(Referring expression grounding data)
● ● ●

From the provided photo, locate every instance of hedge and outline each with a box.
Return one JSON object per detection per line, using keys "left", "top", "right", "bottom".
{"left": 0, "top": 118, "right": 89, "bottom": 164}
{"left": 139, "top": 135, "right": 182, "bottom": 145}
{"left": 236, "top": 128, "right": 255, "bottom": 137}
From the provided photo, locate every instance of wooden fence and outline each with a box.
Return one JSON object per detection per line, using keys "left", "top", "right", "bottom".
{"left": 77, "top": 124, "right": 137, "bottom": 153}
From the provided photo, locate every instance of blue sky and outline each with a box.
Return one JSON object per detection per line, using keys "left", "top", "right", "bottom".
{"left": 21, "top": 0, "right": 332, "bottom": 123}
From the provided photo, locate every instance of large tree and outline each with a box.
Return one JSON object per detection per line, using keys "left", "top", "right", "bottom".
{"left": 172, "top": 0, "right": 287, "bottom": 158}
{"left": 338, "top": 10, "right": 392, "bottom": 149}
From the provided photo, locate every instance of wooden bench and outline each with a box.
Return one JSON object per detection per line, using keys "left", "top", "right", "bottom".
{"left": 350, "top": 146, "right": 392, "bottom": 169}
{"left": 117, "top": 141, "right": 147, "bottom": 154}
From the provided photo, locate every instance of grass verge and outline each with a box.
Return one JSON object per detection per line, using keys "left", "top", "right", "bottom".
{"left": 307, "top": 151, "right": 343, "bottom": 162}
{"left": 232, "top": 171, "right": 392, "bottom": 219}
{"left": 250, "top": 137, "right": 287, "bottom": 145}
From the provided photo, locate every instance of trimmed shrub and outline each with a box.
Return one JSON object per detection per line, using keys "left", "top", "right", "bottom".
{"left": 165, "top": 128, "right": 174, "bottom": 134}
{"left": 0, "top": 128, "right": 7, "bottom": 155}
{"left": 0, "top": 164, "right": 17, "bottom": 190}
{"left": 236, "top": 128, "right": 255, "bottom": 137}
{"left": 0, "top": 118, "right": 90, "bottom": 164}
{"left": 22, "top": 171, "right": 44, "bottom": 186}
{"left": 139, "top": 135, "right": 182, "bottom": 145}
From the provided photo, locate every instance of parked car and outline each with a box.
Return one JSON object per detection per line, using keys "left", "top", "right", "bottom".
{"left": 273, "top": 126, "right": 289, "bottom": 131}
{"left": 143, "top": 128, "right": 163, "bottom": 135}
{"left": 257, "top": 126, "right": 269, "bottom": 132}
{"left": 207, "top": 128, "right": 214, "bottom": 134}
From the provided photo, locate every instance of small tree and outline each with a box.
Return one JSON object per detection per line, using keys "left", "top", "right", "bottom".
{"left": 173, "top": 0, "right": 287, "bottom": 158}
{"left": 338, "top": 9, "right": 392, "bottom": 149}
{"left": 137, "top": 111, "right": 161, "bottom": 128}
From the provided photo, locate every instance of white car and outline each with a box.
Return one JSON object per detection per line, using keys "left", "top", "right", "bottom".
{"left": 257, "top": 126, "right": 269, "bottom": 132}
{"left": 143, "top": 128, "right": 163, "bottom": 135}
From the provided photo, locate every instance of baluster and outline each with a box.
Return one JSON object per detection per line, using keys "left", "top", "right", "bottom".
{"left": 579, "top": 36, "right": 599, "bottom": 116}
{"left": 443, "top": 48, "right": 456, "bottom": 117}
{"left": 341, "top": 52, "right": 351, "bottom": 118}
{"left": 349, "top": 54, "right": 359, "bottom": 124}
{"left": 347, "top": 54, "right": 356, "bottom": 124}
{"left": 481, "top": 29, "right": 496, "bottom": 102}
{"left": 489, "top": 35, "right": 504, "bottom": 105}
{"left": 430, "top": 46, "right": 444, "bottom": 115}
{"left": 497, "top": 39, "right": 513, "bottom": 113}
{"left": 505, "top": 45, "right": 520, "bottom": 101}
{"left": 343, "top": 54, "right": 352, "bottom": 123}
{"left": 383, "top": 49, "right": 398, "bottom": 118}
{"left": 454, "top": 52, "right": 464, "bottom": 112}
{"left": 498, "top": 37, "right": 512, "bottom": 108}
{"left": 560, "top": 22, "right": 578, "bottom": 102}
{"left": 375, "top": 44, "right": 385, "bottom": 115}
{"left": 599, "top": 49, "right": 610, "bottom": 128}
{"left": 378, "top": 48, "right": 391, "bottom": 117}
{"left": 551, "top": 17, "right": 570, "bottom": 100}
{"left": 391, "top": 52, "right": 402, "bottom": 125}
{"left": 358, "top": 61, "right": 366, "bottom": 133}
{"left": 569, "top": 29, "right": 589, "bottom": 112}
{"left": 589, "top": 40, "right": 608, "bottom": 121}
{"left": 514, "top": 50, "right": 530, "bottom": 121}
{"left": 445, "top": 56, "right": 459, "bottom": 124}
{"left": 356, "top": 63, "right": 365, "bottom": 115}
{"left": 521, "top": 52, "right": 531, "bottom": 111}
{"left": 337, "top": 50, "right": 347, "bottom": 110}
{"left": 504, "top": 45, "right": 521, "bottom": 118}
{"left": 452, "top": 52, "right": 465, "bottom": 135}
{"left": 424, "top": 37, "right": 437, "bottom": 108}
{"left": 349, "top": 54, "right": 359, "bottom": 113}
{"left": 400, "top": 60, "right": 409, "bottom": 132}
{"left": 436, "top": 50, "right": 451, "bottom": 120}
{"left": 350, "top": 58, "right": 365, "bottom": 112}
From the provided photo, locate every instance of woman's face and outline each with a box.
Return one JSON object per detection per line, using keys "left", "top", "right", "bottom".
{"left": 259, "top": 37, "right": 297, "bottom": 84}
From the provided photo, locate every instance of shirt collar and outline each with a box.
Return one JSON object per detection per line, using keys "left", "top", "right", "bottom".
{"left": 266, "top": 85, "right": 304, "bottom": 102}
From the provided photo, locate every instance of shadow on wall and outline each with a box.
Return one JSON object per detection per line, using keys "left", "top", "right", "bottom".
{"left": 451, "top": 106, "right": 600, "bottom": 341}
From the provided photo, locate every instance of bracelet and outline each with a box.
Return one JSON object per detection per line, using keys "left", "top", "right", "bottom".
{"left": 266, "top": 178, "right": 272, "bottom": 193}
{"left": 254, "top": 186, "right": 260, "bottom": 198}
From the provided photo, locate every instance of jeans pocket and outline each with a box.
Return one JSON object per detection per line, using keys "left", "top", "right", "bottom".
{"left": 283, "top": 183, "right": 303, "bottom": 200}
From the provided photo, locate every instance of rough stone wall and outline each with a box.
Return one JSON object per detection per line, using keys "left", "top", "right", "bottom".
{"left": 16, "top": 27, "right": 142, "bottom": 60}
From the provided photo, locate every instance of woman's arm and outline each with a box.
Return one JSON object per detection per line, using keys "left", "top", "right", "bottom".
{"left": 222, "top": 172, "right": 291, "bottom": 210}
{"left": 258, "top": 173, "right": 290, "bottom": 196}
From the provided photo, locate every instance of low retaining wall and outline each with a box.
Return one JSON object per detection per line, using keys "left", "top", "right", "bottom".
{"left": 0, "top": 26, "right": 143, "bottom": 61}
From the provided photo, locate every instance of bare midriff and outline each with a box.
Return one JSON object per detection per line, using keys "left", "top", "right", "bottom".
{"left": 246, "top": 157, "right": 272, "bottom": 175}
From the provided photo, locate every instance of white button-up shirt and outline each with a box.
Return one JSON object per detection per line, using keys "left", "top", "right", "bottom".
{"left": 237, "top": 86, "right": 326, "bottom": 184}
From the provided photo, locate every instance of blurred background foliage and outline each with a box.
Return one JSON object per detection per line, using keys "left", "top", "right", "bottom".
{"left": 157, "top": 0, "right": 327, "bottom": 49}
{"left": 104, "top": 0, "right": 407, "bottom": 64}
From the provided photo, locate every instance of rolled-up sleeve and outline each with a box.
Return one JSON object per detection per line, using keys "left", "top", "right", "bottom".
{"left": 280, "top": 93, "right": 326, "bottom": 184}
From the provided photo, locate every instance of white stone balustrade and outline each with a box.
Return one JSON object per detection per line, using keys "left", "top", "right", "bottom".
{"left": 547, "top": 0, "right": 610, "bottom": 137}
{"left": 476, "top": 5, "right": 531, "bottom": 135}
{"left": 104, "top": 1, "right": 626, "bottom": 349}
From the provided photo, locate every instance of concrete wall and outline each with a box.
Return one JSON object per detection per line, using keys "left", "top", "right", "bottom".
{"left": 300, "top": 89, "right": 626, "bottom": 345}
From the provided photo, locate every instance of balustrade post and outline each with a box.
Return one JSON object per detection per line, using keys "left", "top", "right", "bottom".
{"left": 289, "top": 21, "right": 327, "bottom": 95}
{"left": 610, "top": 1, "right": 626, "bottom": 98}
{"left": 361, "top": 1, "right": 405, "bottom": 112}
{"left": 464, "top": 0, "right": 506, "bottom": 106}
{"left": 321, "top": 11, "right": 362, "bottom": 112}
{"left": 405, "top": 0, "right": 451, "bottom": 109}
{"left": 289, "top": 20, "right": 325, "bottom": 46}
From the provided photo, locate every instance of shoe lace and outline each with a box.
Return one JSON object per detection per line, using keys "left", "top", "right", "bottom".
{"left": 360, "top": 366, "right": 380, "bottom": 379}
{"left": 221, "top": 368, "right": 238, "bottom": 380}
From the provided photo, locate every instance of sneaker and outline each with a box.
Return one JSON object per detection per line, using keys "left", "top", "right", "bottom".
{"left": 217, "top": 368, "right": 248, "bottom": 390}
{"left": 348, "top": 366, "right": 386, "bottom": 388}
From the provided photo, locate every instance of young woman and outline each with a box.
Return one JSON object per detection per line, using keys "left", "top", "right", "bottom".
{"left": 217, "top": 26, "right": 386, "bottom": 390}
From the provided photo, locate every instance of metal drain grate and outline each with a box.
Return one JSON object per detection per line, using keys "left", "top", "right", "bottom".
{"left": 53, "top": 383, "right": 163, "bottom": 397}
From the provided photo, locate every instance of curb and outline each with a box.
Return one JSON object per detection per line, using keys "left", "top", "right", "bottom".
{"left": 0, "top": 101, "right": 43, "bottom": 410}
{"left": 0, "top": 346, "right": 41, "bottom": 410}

● ● ●

> **Problem to solve**: Beginning with the line that has "From the provided photo, locate every instance of wooden fence" and ending with the line that has "From the provided photo, locate every instance of large", set down the lines above exactly and include no others.

> **The answer**:
From the provided photo, locate every instance of wooden fence and outline each with a box.
Return one JSON object per detection per line, using keys "left", "top", "right", "bottom".
{"left": 77, "top": 124, "right": 137, "bottom": 153}
From the provided photo, locate every instance of blue sky and outline each with a box.
Return one JSON object per detection per line, using keys "left", "top", "right", "bottom".
{"left": 21, "top": 0, "right": 332, "bottom": 123}
From the provided photo, locate every instance of large tree and outline each with a box.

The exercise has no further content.